** Natural language region descriptions **
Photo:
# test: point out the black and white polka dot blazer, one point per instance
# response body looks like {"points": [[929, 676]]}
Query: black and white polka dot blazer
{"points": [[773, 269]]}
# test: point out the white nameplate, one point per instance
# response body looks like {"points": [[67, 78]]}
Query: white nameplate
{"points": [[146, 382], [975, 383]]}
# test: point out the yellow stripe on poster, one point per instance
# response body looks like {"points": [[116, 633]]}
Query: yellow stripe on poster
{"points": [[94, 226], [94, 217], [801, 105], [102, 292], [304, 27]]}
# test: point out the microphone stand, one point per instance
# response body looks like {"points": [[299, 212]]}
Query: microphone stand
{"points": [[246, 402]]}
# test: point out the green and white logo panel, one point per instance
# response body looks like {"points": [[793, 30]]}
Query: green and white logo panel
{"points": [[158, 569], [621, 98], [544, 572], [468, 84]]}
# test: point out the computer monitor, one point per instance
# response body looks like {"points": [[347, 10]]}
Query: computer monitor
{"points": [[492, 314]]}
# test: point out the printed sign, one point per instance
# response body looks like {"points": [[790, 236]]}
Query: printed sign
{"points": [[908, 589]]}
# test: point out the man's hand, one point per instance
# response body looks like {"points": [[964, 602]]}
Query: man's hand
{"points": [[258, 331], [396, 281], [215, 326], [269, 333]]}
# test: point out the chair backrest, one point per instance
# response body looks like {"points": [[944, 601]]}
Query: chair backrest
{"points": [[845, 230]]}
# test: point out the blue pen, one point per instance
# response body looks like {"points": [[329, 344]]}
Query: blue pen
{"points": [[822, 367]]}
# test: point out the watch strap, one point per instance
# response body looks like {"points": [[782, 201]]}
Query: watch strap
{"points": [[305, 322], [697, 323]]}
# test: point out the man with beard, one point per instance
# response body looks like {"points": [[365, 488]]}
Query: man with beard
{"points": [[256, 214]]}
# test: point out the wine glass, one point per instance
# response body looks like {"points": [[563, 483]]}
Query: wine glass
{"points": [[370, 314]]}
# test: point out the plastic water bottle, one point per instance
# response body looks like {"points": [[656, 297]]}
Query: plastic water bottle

** What the task asks **
For this exercise, give the entries above again with no difference at all.

** Response to this task **
Photo:
# test: point out the black and white polka dot blazer, one point per instance
# response body looks like {"points": [[929, 676]]}
Query: black and white polka dot blazer
{"points": [[773, 269]]}
# test: point out the white nameplate, one point per instance
# response body looks like {"points": [[67, 78]]}
Query: white nameplate
{"points": [[146, 382], [975, 383]]}
# test: point out the yellow stripe on poster, one point per instance
# response body looks like {"points": [[116, 633]]}
Query: yellow stripe on poster
{"points": [[94, 226], [94, 217], [801, 105], [102, 292], [304, 27]]}
# test: point out the microphone stand, one point per instance
# response body looks like {"points": [[299, 212]]}
Query: microphone stand
{"points": [[246, 402]]}
# test: point out the green and white logo panel, one point per instance
# response body looks like {"points": [[793, 30]]}
Query: green and white logo panel
{"points": [[158, 569], [621, 98], [544, 572], [468, 84]]}
# test: point out the computer monitor, one point per instance
# response body looks like {"points": [[347, 10]]}
Query: computer monitor
{"points": [[492, 314]]}
# test: point out the printed sign, one point per instance
# response body looks like {"points": [[790, 236]]}
Query: printed sign
{"points": [[908, 589]]}
# test: point out the man's hand, one point per instance
# response body looks like {"points": [[964, 602]]}
Query: man's hand
{"points": [[258, 331], [396, 281], [215, 326], [269, 333]]}
# test: point out the chair backrest, one point per instance
# response body looks like {"points": [[944, 601]]}
Query: chair backrest
{"points": [[845, 230]]}
# test: point out the blue pen, one point per instance
# response body looks like {"points": [[329, 344]]}
Query: blue pen
{"points": [[822, 367]]}
# test: point out the watch strap, one point per instance
# response body looks like {"points": [[782, 201]]}
Query: watch strap
{"points": [[305, 322], [697, 323]]}
# test: point out the man with beard, one point per instance
# response body looks like {"points": [[365, 488]]}
Query: man with beard
{"points": [[256, 214]]}
# test: point out the wine glass, one point per instance
# response body looks like {"points": [[563, 483]]}
Query: wine glass
{"points": [[370, 314]]}
# test: point out the plastic water bottle, one point per instance
# response body looks like {"points": [[656, 297]]}
Query: plastic water bottle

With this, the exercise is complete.